Items listed in a dataset:

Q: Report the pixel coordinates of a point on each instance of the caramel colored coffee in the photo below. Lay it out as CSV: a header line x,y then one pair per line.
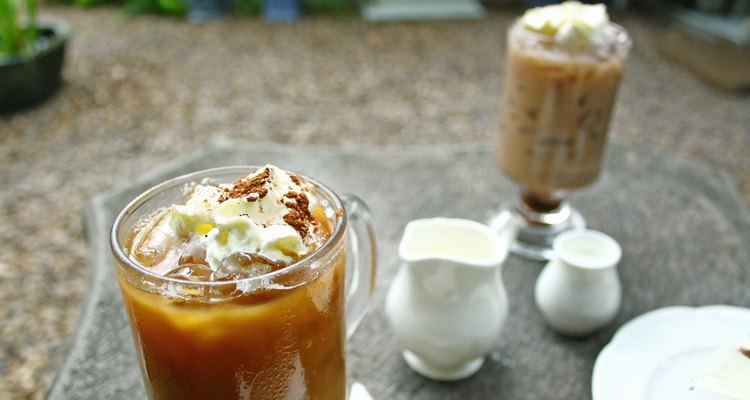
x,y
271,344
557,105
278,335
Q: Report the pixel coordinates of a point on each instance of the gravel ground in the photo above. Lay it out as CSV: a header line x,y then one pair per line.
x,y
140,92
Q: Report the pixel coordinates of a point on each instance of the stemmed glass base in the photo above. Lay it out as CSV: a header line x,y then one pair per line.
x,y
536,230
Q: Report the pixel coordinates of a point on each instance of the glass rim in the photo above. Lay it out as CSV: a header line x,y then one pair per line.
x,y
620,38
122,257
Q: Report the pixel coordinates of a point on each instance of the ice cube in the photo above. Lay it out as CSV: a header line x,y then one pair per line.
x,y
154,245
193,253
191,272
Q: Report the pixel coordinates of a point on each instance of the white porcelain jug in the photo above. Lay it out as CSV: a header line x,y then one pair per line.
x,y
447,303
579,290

---

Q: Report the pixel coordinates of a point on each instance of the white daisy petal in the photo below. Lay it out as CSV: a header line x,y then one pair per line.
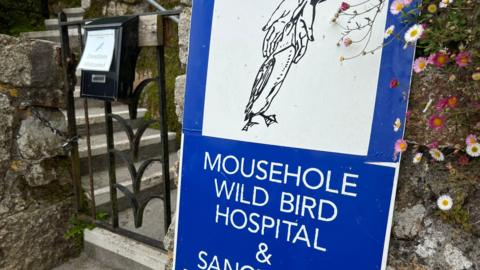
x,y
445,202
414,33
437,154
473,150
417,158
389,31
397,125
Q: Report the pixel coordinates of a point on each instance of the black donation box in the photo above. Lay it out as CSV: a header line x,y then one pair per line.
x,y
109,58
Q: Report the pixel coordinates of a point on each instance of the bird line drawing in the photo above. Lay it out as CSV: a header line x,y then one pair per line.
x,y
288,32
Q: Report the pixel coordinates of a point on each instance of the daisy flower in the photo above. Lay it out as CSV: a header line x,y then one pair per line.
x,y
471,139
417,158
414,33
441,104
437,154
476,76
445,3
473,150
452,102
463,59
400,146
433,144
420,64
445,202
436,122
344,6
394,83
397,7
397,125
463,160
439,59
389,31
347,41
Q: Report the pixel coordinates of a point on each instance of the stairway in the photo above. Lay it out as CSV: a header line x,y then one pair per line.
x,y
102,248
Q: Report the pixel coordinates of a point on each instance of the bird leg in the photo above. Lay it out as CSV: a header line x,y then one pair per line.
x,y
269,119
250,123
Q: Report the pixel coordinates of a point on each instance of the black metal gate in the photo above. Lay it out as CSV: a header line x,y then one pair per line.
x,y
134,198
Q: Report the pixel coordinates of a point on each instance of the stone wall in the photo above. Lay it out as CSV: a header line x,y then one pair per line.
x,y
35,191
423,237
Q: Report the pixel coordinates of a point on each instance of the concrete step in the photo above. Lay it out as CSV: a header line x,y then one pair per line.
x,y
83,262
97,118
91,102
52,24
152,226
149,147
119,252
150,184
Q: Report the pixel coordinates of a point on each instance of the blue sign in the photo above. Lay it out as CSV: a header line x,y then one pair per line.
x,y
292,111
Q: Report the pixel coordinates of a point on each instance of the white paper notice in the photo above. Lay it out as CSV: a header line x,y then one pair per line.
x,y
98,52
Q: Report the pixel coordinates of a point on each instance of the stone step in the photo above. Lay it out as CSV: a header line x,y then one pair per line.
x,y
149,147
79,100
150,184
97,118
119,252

--

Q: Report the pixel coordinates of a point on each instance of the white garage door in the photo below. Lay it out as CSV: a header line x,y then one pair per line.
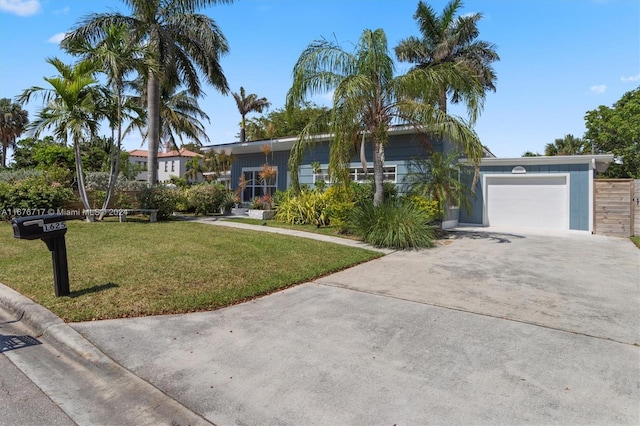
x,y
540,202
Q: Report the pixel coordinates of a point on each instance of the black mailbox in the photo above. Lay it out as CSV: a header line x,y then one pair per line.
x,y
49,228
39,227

(Problem description): Quote every line of the records above that contains the word "stone".

(Task answer):
Q: Report the pixel coordinates of a point on each instance of the stone wall in the photo above. Lay it out as CSV: a header line x,y then one pair per line.
Q: Report the pixel coordinates of a point on each instance of the stone step in the photo above. Lay it out as CSV: a header line x,y then one pair per line.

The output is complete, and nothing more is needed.